▶ What to work on
Retype all the records with nothing changed.

▶ Provided records
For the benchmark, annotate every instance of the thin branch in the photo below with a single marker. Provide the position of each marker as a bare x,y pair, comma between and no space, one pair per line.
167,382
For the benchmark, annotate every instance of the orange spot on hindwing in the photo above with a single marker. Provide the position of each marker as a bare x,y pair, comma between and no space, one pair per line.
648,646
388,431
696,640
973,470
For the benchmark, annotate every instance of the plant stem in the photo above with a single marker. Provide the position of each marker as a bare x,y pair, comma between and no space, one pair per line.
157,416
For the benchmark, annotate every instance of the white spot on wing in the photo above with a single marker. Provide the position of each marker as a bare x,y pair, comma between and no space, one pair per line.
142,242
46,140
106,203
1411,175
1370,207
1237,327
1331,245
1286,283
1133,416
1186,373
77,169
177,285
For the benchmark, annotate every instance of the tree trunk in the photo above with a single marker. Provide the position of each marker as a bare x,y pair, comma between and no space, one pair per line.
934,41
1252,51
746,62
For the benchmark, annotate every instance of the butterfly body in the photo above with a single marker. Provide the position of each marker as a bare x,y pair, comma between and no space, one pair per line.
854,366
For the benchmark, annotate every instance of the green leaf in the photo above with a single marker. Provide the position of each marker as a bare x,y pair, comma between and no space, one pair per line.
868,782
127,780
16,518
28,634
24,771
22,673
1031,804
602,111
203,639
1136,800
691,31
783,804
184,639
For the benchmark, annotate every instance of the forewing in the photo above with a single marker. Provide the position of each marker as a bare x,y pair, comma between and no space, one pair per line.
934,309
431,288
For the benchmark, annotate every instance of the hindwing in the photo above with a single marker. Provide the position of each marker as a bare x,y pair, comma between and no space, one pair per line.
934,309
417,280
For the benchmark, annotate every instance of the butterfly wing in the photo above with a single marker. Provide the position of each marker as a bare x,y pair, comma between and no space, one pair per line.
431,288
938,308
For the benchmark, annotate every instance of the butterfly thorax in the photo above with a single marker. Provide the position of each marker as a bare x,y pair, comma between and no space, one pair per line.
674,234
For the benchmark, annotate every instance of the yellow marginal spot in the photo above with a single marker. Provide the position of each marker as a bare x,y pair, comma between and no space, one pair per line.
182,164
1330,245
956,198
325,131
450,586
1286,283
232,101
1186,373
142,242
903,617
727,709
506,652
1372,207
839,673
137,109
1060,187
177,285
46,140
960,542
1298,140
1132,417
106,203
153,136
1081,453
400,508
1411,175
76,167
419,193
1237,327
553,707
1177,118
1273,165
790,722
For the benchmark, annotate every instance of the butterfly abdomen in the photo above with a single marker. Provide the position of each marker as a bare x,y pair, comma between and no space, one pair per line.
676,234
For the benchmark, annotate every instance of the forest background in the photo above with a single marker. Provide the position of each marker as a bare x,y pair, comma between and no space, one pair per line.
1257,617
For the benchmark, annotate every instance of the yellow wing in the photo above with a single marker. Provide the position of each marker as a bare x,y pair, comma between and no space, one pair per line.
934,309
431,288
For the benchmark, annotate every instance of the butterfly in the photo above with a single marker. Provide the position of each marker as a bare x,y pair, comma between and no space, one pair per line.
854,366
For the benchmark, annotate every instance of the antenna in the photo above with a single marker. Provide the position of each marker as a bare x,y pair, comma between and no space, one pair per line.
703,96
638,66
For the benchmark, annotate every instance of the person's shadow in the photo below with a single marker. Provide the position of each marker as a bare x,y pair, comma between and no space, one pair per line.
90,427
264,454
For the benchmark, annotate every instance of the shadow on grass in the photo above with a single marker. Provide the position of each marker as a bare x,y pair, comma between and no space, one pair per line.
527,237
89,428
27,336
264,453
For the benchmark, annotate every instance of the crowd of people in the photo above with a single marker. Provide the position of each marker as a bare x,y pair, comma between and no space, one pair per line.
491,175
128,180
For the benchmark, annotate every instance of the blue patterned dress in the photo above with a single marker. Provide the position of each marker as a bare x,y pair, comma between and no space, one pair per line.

▶ Finished exercise
For the benchmark, annotate every instance of the thin branch in the photo below with a single marker. Provide the position of each marker as a bare x,y pair, comma between and no space, one pair per line.
167,382
For the benchmark, annotate every instance of the orange spot on hindwing in the photo above with a single marker. Provide the position of each marker as a bare x,y pair, comma between and no space, one pair per line.
648,646
388,431
696,640
973,470
For the benchmark, annotate every instance of the plant stem in the photo above with a single marker. Provide the position of each marker as a bare x,y pair, comma between and no space, one pair per line.
157,416
For the benchmark, annotate every instance of the white spot on wing in the photo above with a single marker. Provide the position of each marker as a bare x,y pair, comma between and no space, one pair per line.
142,242
46,140
106,203
1411,175
1370,207
1237,327
1331,245
1286,283
1133,416
1186,373
77,169
177,285
For the benchmark, annotate every instance of the tree trunk in the photo above with a single marker. Provide the position of each marker as a bare x,y pair, comma between and no space, one pair per line.
934,41
1252,51
746,62
For the benchmark, annotate every instance of the butterfly body in the photo above with a single marker. Provide the position of each marker as a bare x,y pair, comma between and no space, one pair per line.
854,366
For the benchmark, annotate every instance of the green leaf in the photo above with a single marker. Provide the position of each marker as a bare x,y pair, comma between and no space, one pair per line.
868,782
127,780
16,518
28,634
24,771
22,673
1031,804
602,111
203,639
1136,800
691,31
783,804
184,639
For the benchmark, annotate every instance of the forewing in the photo above with a single marker. Provide the position of each marker as a bare x,y pair, comma between and no space, one pair per line.
934,309
431,288
For the benchmark, annotate every instance of the hindwing in the photo above with a single marker. Provide the position of each marker as a bare x,y pair, comma between and no space, one pair per line.
934,309
417,280
For the benchmark, annotate every instance of the butterfly wing in the photo above with a single marker. Provide the position of each marker as a bare x,y pair, comma between and no space, one pair per line.
431,288
938,308
For the benchmark, annotate every instance of the butterfly thorax in the photo above with a single marker. Provide the position of each marker as a bare x,y pair, comma between and no space, one pair per line.
674,234
For the benchmark, annotate every instance of the yellow marginal spot in the photo above with a single marker. Provide the position of each marker as a bare x,y pair, comma between and no space, one pair per line.
182,164
1330,245
956,198
325,131
450,586
1286,283
232,101
1186,373
142,242
903,617
727,709
506,652
1372,207
839,673
137,109
1060,187
177,285
46,140
960,542
1298,140
1132,417
106,203
153,136
1081,453
400,508
1411,175
76,167
419,193
1237,327
553,707
1177,118
1273,165
790,722
For the benchmark, annotate every instance of the butterfly abdomen in the photo above with a single marker. Provide the position of each marker as a bare x,y pair, comma between and no space, one pair per line.
676,234
For the benchmark, annotate every instance of the forest background in the photo above with a single marker. Provide the position of each marker as a bare x,y pair, comma between and no space, one pair per line.
1257,617
For the benchmark, annotate every instance of the yellow wing in the photo above with a single marker. Provide the position of each marker as a bare x,y pair, comma between and no space, one pair per line.
934,309
431,288
For the benchmark, annotate every instance of the butterfly in the photo above with a single marker. Provide the position of each marker as a bare x,y pair, comma between and no space, one pair per line.
854,366
For the benchmark, annotate every instance of the antenna in the photo above with a single marker. Provide the position of each marker as a bare x,y pair, comma between and no space, one pair per line.
703,96
638,66
For the benchmark, annotate every instance of the person's shadow in the photo below with a single marker. Provide the position of each marker as a bare x,y pair, comma between and no space, one pair per line.
90,427
264,454
For the benchmark, annotate every instance of the shadow on grass in the photo above with a single marker. Provide the position of each marker as a bare x,y pair, comma between and no space, one pair per line.
527,237
89,428
27,336
264,453
For the benchmark, annotate every instance of the crowd of people in the photo above with a single marker. Provide the position of each marker as a bare x,y pair, comma between and no space, one pair per line.
491,175
128,180
For the benchmark, annotate every instance of the blue patterned dress in the photo above with a single marker. Provide the position of each marker as a bare x,y pair, comma between and no space, one pair per line.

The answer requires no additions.